▶ WHAT THE TASK ASKS:
Rewrite the stretch of the material below that runs from the line containing "Presence check — is there any yellow flower" through the end as a numbered list, both ends included. Leave out any blank lines.

start DATA SHOWN

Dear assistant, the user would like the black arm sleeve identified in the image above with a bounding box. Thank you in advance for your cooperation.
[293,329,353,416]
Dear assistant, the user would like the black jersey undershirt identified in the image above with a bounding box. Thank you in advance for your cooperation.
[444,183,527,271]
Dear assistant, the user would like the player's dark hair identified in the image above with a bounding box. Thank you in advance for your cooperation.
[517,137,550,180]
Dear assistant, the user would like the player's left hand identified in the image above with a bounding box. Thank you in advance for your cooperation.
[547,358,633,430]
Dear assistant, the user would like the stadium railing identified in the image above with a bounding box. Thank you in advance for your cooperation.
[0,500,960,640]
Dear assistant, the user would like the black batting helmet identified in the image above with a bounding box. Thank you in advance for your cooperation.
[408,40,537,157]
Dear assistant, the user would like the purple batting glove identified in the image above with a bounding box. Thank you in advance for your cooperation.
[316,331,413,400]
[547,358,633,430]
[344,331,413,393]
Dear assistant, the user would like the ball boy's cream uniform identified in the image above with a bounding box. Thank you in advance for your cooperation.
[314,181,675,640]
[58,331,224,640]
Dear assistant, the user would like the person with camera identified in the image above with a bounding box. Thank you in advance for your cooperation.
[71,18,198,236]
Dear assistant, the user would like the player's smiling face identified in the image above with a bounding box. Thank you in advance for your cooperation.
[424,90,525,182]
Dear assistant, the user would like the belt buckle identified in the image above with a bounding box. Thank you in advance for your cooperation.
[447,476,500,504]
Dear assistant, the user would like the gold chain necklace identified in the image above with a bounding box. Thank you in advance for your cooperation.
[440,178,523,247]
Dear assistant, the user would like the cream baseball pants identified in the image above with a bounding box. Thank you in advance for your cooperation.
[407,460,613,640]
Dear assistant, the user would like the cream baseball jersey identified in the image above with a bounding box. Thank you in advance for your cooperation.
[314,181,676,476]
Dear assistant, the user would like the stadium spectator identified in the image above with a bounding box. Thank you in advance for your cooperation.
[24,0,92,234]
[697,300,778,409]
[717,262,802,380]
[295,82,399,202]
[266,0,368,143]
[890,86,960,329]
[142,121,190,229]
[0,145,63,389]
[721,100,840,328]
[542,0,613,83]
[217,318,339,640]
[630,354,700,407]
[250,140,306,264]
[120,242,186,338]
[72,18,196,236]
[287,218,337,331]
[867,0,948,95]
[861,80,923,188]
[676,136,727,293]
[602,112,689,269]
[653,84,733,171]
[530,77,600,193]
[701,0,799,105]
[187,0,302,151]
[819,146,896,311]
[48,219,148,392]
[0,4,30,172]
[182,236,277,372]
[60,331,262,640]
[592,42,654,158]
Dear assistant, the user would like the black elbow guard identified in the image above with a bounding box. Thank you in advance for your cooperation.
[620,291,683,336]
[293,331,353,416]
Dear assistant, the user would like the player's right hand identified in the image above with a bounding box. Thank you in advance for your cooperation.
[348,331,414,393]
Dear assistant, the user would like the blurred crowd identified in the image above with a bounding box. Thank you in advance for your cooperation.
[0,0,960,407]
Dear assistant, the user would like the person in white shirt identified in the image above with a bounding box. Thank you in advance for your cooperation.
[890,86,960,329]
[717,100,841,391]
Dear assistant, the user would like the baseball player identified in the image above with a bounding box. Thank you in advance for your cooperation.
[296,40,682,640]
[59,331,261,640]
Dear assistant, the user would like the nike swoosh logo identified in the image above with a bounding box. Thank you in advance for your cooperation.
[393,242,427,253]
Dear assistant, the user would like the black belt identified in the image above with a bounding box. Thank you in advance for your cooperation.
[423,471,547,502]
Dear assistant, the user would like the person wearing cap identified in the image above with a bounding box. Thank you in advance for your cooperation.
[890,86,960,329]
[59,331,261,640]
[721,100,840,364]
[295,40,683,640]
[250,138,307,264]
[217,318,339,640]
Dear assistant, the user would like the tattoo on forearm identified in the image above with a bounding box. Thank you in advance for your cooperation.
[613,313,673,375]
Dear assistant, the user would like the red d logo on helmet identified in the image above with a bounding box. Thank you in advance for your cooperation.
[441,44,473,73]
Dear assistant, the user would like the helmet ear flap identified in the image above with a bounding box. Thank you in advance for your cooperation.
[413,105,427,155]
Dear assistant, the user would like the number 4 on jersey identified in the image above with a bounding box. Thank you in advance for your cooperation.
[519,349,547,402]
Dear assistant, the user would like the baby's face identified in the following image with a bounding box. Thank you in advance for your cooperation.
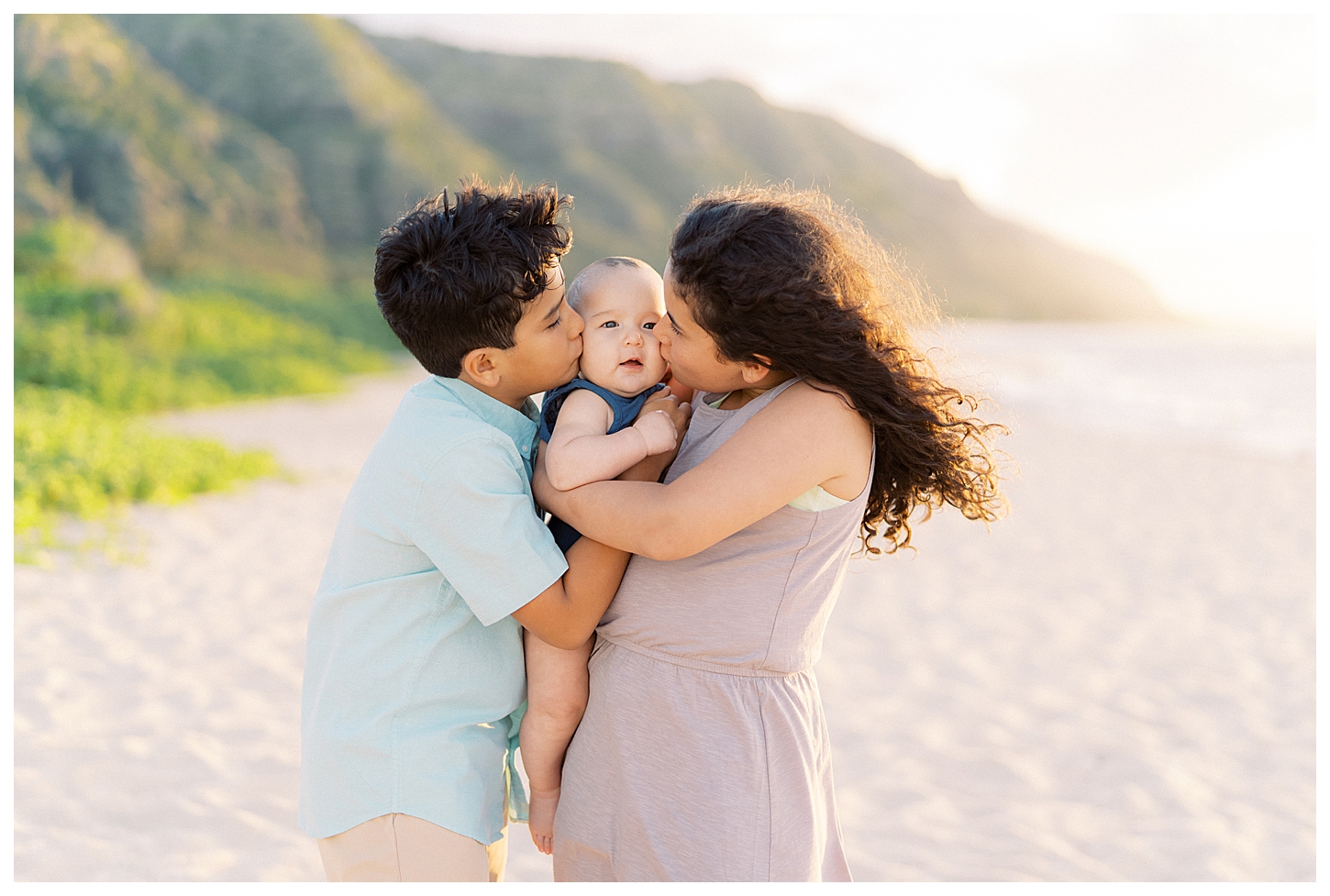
[577,267,665,397]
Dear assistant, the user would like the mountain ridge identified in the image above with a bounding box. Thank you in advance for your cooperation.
[15,15,1169,319]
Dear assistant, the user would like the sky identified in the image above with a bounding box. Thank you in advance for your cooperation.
[349,13,1321,331]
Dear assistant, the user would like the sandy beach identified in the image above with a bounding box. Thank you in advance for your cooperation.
[14,325,1315,881]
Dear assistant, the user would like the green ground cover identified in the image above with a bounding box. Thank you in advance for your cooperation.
[15,218,391,541]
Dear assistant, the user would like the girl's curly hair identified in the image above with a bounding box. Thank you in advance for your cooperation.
[669,186,1007,554]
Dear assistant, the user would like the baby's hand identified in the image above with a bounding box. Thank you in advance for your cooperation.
[633,409,677,455]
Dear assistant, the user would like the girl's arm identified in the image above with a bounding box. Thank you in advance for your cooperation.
[541,390,676,491]
[532,382,872,559]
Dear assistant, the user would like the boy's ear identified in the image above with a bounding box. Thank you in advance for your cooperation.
[461,347,500,388]
[739,355,771,382]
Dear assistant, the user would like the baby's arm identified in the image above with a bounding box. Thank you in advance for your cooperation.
[546,390,676,491]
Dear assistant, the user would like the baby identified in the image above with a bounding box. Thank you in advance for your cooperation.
[520,258,682,855]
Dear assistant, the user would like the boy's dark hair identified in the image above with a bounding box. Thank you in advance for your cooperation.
[373,180,573,376]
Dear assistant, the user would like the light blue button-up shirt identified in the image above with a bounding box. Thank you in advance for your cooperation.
[298,376,568,843]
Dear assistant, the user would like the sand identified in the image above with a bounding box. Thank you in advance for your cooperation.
[15,327,1315,881]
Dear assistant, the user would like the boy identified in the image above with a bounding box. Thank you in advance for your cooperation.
[299,183,682,880]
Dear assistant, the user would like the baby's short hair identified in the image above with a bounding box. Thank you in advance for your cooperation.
[373,180,572,376]
[567,255,656,314]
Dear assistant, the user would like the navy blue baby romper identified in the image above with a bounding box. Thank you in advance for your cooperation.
[538,376,665,553]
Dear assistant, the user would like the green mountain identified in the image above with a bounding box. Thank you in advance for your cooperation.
[110,15,508,246]
[15,16,1165,319]
[15,16,322,271]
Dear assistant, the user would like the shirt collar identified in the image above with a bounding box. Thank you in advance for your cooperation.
[434,376,540,460]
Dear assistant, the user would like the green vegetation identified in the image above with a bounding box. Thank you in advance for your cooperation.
[14,15,1162,550]
[15,216,387,537]
[14,385,277,537]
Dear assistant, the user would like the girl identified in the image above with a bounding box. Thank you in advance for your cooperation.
[535,187,1003,880]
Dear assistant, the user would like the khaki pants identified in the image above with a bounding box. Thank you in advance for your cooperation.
[318,813,508,883]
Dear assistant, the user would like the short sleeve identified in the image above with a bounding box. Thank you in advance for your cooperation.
[411,437,568,625]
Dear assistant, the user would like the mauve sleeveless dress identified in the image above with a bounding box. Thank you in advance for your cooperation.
[555,381,869,881]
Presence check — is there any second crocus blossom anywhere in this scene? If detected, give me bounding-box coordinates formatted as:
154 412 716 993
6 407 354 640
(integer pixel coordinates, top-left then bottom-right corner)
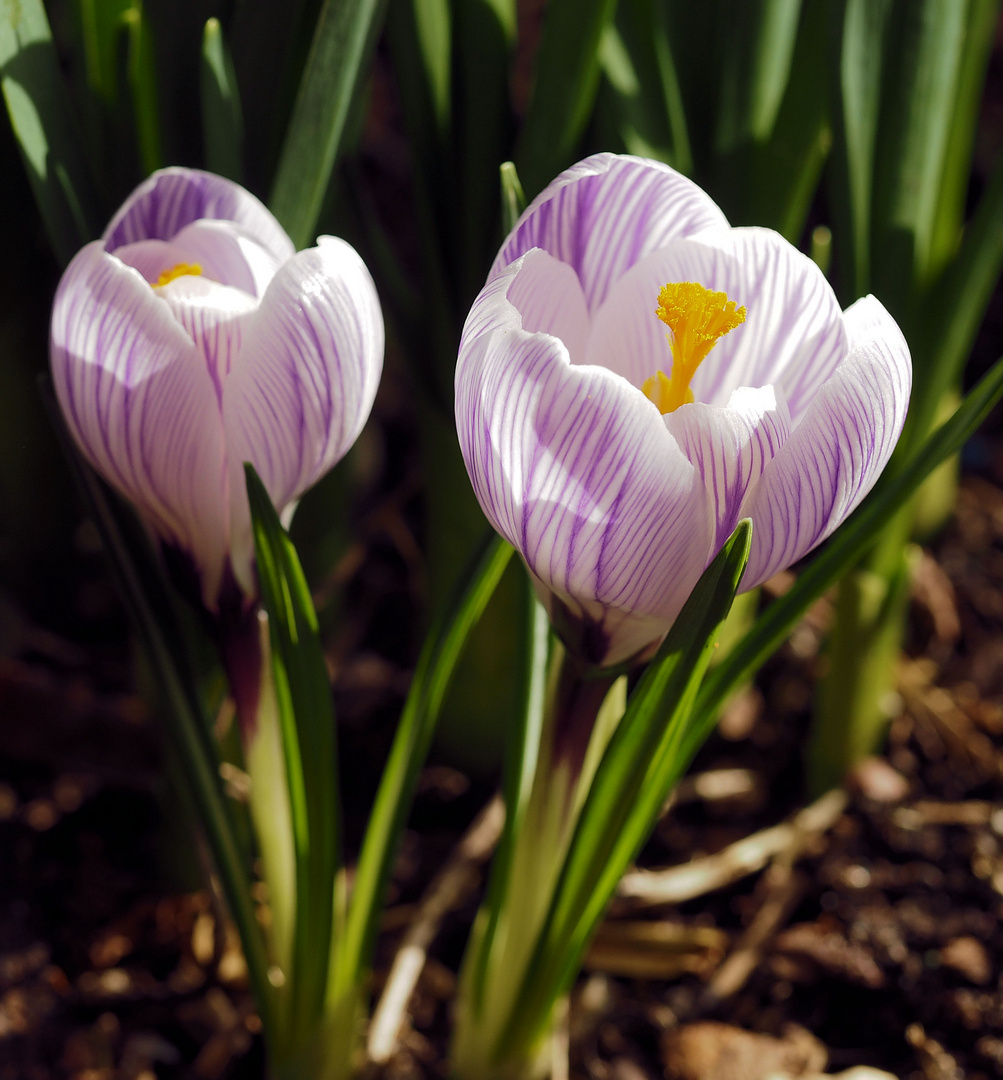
456 154 911 664
50 168 383 613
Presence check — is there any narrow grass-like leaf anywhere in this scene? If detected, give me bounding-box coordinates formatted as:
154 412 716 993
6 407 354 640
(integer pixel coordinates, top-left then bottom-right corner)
872 0 967 321
498 161 526 234
244 463 340 1030
123 0 164 173
452 0 516 295
0 0 100 264
329 531 512 999
683 357 1003 759
515 0 616 198
463 576 551 1011
732 3 832 238
499 519 751 1047
200 17 244 183
930 0 1000 278
80 0 132 105
269 0 384 247
42 379 277 1039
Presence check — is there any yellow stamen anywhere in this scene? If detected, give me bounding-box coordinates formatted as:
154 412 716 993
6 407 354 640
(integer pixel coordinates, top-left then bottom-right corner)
150 262 202 288
641 281 746 415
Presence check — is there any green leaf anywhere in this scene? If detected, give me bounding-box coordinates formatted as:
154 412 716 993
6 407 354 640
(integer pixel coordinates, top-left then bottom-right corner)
330 530 512 997
685 347 1003 757
831 0 892 301
715 0 801 157
597 0 693 173
896 151 1003 453
461 575 552 1011
244 463 340 1030
724 3 832 244
498 161 526 234
200 17 244 181
515 0 616 198
123 0 164 174
500 519 751 1047
446 0 516 295
269 0 384 247
80 0 132 106
872 0 967 324
0 0 100 264
42 388 276 1032
930 0 1000 276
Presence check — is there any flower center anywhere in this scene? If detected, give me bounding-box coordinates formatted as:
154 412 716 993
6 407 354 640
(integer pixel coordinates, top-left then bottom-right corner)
641 281 746 416
150 262 202 288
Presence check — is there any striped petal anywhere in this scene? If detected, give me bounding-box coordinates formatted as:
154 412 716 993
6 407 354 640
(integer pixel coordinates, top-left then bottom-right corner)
223 237 383 582
665 387 790 551
50 241 229 607
104 166 295 266
491 153 728 312
586 229 849 424
456 252 711 663
742 296 912 589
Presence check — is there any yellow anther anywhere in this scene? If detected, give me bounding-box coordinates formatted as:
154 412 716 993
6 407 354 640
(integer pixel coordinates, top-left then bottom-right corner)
150 262 202 288
641 281 746 415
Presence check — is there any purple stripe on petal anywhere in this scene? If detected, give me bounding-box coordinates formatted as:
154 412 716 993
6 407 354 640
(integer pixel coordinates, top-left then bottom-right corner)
223 237 383 579
50 242 229 606
456 256 711 663
742 297 912 589
586 229 849 423
665 387 790 551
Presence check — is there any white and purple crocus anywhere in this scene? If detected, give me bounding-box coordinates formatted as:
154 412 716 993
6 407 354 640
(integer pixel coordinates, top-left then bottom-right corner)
51 168 383 616
456 153 911 664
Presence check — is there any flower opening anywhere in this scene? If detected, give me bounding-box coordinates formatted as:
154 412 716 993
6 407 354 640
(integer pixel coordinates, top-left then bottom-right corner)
641 281 747 416
150 262 202 288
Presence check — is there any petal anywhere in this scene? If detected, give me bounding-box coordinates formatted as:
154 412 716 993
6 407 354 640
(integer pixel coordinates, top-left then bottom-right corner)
50 241 229 607
104 165 295 266
586 229 849 424
491 153 728 312
223 237 383 580
742 297 912 589
665 387 790 551
456 256 711 663
509 247 592 364
158 275 258 401
114 220 279 296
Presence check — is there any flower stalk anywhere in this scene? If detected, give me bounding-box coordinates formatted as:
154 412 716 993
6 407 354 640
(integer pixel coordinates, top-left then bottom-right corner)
453 642 626 1080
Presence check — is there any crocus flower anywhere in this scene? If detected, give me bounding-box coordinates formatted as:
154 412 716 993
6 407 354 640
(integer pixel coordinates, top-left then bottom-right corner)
456 153 911 664
51 168 383 612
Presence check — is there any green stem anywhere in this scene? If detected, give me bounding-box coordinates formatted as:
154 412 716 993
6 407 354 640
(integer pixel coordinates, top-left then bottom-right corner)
452 645 626 1080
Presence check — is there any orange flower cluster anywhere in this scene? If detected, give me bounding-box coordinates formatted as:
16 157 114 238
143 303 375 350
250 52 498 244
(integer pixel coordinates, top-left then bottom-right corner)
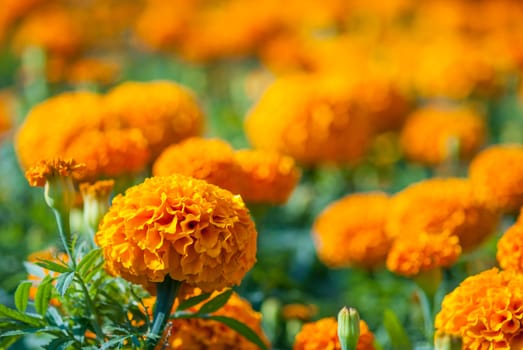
95 175 257 291
387 233 461 277
313 192 392 268
435 268 523 350
16 81 203 178
293 317 374 350
153 137 299 204
401 105 486 165
469 145 523 212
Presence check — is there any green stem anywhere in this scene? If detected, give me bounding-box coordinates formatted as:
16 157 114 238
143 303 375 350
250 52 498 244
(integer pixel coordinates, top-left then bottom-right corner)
147 275 182 350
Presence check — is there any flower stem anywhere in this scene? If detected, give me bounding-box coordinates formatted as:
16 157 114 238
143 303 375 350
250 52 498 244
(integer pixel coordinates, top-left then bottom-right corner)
147 275 181 350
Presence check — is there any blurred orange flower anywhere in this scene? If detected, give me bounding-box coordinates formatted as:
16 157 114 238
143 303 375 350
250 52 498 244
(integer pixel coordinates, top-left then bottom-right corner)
293 317 374 350
95 174 257 291
313 192 391 268
435 268 523 350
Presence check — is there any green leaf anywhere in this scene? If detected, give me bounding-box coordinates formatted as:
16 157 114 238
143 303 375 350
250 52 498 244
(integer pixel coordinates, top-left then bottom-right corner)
198 289 232 314
205 316 268 350
34 276 53 316
15 281 33 312
76 248 102 277
56 272 74 296
0 304 44 327
176 293 211 311
383 309 412 350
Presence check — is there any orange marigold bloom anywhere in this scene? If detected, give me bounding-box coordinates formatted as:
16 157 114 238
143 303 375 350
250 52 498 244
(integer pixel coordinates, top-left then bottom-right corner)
293 317 374 350
245 74 372 164
234 150 300 204
313 192 391 268
95 174 257 291
469 145 523 212
401 105 486 165
386 178 498 250
106 81 203 157
496 211 523 273
435 268 523 350
153 137 240 193
387 232 461 277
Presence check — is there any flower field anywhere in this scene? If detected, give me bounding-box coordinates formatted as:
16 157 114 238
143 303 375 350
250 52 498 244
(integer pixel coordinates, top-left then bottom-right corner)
0 0 523 350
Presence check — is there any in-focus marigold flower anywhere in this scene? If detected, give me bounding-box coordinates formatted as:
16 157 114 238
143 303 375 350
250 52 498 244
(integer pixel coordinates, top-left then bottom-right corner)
435 268 523 350
95 174 257 291
234 150 300 204
469 144 523 212
313 192 391 268
293 317 374 350
245 74 373 164
153 137 240 193
496 211 523 273
401 105 486 165
158 292 269 350
387 232 461 277
105 81 203 158
386 178 498 250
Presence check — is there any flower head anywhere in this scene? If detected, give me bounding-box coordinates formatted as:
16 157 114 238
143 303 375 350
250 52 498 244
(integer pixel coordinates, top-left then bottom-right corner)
469 145 523 212
293 317 374 350
95 174 257 291
435 268 523 350
401 106 486 165
313 192 391 268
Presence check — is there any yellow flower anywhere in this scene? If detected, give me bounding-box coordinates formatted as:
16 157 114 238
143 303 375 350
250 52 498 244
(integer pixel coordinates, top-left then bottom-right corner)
293 317 374 350
234 150 300 204
105 81 203 158
95 174 257 291
401 105 486 165
435 268 523 350
245 75 373 164
469 144 523 212
153 137 240 193
386 178 498 250
387 232 461 277
313 192 391 268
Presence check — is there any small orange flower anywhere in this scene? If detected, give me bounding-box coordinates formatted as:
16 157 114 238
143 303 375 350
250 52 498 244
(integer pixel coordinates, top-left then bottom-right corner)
435 268 523 350
387 233 461 277
469 145 523 212
95 174 257 291
386 178 498 250
313 192 391 268
234 150 300 204
401 105 486 165
293 317 374 350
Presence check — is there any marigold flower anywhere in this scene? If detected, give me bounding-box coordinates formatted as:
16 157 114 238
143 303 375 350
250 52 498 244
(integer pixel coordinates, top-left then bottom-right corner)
387 232 461 277
105 81 203 158
245 75 372 164
293 317 374 350
95 174 257 291
435 268 523 350
153 137 240 193
401 105 486 165
469 145 523 212
313 192 391 268
386 178 498 250
234 150 300 204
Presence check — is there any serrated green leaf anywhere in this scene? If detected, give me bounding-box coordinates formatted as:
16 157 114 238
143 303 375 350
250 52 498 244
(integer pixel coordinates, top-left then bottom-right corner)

end DATA SHOWN

▶ OUTPUT FOR THIS TASK:
1. Presence check — is there any yellow flower anywhere in this scene? If detected, give me bounding-box coordinates formatted as:
2. 16 157 114 238
3. 143 303 375 350
4. 250 52 498 244
5. (integer pixel coordinates, top-left then bottom-right corner)
6. 293 317 374 350
7. 234 150 300 204
8. 105 81 203 158
9. 95 174 257 291
10. 401 105 486 165
11. 435 268 523 350
12. 245 75 373 164
13. 469 144 523 212
14. 153 137 240 193
15. 386 178 498 250
16. 387 232 461 277
17. 313 192 391 268
18. Presence check — is there any small orange flower anywhere in this scene? If detected, give me bounding-box coordinates formatted as:
19. 16 157 114 238
20. 143 303 375 350
21. 250 52 498 244
22. (integer pixel coordinates, top-left then bottom-right corner)
23. 435 268 523 350
24. 387 233 461 277
25. 469 145 523 212
26. 95 174 257 291
27. 386 178 498 250
28. 313 192 391 268
29. 234 150 300 204
30. 401 105 486 165
31. 293 317 374 350
32. Presence check — is there any marigold flower anywhere in this scene? If detected, give me bounding-box coordinates formatted as:
33. 16 157 114 238
34. 143 303 375 350
35. 250 52 498 244
36. (integer pixel coordinates, top-left then bottom-right corner)
37. 387 232 461 277
38. 105 81 203 158
39. 245 75 372 164
40. 293 317 374 350
41. 95 174 257 291
42. 435 268 523 350
43. 153 137 240 193
44. 401 105 486 165
45. 469 145 523 212
46. 313 192 391 268
47. 386 178 498 250
48. 234 150 300 204
49. Presence check — is there any serrated green leaf anywhere in this scene? If detected, give me bounding-box coordinates formatted as:
50. 16 157 114 238
51. 143 303 375 350
52. 250 52 498 244
53. (integer pixel coordinates, top-left then bottom-right corner)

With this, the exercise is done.